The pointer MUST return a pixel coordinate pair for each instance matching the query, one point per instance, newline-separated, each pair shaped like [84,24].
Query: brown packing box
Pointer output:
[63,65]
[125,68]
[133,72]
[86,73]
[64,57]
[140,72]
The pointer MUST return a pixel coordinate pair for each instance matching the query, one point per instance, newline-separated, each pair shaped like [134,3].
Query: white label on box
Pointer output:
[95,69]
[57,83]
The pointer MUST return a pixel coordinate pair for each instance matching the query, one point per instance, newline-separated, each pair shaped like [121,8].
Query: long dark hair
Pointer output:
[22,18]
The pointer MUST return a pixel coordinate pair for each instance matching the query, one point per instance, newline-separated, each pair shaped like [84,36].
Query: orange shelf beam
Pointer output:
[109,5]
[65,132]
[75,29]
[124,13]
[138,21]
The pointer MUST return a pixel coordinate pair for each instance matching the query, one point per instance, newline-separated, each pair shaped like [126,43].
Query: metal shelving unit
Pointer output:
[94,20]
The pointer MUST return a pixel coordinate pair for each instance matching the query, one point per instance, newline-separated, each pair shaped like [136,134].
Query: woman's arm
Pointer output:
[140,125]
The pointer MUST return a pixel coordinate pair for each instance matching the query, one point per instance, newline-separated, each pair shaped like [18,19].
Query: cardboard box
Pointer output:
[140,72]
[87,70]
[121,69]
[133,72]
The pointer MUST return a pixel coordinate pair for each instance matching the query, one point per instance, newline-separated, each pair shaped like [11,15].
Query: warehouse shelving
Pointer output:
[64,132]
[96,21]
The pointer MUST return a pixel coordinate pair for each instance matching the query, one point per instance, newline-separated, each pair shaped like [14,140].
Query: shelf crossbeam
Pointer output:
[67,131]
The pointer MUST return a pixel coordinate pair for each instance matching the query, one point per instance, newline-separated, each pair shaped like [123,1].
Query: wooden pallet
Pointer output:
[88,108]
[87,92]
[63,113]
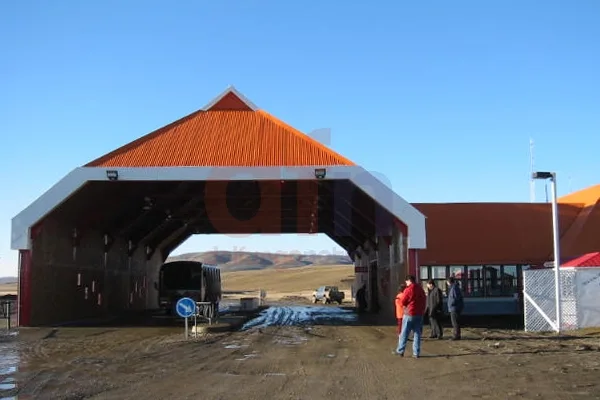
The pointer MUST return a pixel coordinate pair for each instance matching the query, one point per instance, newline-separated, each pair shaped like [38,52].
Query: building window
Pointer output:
[477,280]
[474,281]
[510,279]
[438,273]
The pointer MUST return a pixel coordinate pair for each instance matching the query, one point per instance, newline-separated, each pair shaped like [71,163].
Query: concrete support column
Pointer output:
[24,298]
[387,288]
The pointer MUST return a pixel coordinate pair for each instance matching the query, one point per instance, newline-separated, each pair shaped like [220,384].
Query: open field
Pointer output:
[287,284]
[289,280]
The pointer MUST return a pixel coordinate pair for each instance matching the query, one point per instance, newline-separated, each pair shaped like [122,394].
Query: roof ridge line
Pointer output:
[304,136]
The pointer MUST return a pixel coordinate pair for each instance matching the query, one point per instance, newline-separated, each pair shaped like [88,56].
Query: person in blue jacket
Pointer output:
[455,306]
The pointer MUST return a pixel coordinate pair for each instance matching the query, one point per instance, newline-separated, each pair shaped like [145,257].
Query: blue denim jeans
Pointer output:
[415,324]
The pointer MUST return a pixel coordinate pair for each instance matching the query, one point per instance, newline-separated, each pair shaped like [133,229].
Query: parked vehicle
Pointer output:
[199,281]
[328,295]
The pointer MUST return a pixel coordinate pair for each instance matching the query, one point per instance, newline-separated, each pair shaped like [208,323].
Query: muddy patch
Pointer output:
[301,316]
[9,361]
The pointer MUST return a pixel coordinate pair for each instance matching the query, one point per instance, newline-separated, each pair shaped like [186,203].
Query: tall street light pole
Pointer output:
[556,238]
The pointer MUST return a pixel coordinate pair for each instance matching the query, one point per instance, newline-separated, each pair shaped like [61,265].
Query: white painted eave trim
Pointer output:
[234,91]
[66,187]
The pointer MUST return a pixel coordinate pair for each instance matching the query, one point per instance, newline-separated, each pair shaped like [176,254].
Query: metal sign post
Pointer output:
[185,308]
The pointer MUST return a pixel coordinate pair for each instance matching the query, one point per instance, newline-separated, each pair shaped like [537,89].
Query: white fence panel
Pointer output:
[540,300]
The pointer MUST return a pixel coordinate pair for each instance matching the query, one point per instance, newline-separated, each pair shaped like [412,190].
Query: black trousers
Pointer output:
[436,326]
[454,318]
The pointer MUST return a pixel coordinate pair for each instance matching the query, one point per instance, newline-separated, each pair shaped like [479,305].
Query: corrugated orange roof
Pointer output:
[229,134]
[584,234]
[496,233]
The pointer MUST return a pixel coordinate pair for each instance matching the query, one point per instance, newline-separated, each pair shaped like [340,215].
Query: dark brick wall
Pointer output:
[68,287]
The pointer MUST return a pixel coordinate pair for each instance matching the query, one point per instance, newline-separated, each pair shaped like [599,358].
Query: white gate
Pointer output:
[540,300]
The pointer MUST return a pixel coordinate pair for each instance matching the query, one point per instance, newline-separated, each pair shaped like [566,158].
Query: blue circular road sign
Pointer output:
[185,307]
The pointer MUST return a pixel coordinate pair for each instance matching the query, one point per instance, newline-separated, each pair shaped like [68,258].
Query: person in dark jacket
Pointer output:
[414,301]
[435,309]
[455,306]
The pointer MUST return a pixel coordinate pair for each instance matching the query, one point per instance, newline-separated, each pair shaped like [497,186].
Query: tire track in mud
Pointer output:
[301,316]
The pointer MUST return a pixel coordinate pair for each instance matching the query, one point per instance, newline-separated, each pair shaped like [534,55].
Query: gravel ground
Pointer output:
[294,353]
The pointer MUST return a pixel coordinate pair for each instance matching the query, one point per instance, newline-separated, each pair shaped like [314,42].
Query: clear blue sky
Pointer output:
[440,97]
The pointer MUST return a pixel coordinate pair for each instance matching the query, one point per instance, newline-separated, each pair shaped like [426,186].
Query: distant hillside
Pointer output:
[247,261]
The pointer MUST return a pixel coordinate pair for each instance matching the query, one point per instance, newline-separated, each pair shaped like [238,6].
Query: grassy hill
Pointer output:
[253,261]
[289,279]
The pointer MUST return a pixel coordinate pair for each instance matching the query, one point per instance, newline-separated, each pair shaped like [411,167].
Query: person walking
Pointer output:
[455,306]
[435,309]
[399,308]
[414,300]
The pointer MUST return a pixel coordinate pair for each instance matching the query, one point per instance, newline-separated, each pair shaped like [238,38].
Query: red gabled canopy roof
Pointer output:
[586,260]
[229,132]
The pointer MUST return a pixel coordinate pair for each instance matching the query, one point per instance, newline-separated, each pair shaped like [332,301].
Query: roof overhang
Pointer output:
[383,195]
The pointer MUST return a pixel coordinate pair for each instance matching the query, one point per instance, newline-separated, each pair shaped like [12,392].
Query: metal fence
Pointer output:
[540,300]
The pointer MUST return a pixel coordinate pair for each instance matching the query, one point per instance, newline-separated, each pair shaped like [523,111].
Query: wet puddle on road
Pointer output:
[301,316]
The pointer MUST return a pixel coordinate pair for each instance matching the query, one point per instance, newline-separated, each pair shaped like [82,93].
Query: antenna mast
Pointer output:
[531,170]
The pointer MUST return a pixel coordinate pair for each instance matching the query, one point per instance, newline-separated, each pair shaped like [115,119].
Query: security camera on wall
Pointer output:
[320,173]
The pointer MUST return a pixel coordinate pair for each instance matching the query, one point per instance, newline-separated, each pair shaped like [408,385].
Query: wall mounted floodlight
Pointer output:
[543,175]
[320,173]
[112,175]
[556,245]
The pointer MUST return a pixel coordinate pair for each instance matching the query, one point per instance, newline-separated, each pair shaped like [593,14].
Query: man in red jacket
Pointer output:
[414,300]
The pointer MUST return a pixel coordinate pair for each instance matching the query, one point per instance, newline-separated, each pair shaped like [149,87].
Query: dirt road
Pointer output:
[312,361]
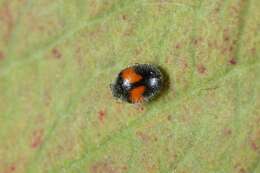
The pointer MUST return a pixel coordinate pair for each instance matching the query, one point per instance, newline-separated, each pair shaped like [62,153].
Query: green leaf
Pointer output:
[58,58]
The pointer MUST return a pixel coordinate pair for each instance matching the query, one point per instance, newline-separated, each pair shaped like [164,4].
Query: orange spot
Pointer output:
[130,75]
[137,94]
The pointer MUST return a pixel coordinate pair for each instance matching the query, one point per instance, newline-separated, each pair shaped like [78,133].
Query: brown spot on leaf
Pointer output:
[178,45]
[10,169]
[144,137]
[227,131]
[201,68]
[196,41]
[101,115]
[103,167]
[56,53]
[232,61]
[37,138]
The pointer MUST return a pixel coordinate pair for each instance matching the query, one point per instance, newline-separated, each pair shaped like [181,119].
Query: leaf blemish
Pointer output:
[232,61]
[101,115]
[10,169]
[37,138]
[56,53]
[201,69]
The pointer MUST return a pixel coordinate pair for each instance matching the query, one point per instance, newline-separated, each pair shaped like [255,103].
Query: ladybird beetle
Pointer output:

**Exercise prompt:** Arrange the part of the items that opens with the line containing "shaped like [181,119]." and closes with the final line of the items, both included, as a Markdown table with the columns Row and Item text. Number each line in Row and leave out any blank lines.

**Result of the exercise:**
| Row | Item text |
|---|---|
| 1 | The pointer MUST return a pixel coordinate pair for each instance matching the query, one point per instance, newline-separated, each pair shaped like [181,119]. |
| 2 | Query: leaf blemish |
| 3 | Pointer output: |
| 4 | [232,61] |
| 5 | [101,115] |
| 6 | [10,169] |
| 7 | [37,138] |
| 8 | [56,53] |
| 9 | [201,69] |
| 10 | The pointer MUST return a pixel coordinate pair for each instance matching the query, one point per instance, newline-separated, each pair shaped like [255,103]. |
| 11 | Query: ladybird beetle |
| 12 | Pointer output: |